• WHAT THE EXERCISE ASKS:
Please count the lines of the records below that contain the string "plastic", and give only that number.

• DATA FOR THIS TASK:
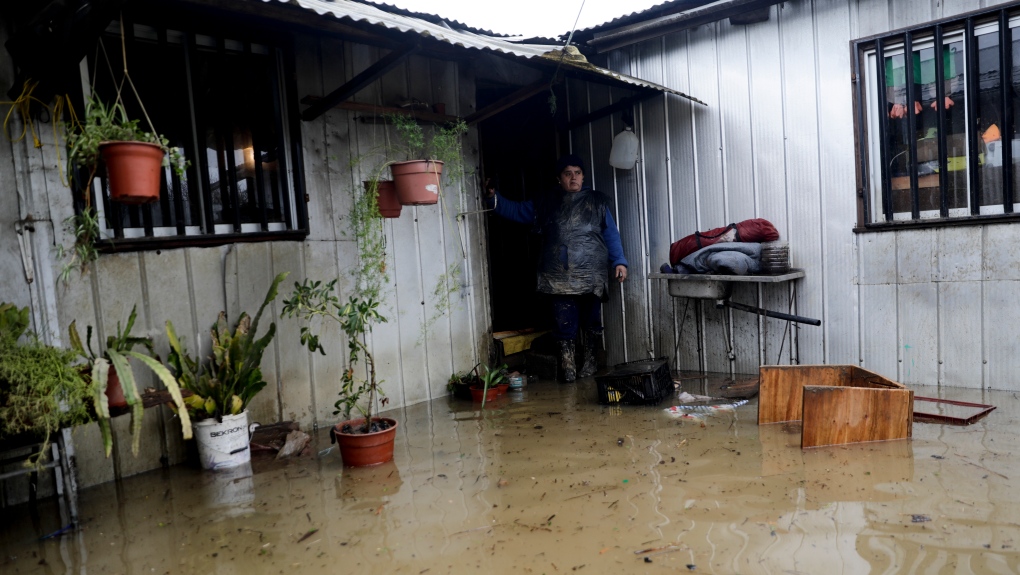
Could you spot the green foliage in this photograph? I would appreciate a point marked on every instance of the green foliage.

==

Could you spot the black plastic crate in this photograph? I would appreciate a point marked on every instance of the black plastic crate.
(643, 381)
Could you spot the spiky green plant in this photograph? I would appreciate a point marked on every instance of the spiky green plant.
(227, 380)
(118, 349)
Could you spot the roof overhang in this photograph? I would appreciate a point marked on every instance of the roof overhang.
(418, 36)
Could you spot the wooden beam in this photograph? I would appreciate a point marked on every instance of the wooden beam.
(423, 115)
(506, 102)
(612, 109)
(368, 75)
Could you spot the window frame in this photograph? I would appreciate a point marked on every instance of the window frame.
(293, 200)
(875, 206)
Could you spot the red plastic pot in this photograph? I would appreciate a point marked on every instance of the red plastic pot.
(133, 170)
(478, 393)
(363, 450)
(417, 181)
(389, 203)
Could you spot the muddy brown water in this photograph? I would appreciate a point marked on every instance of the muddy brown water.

• THE RESPONSE:
2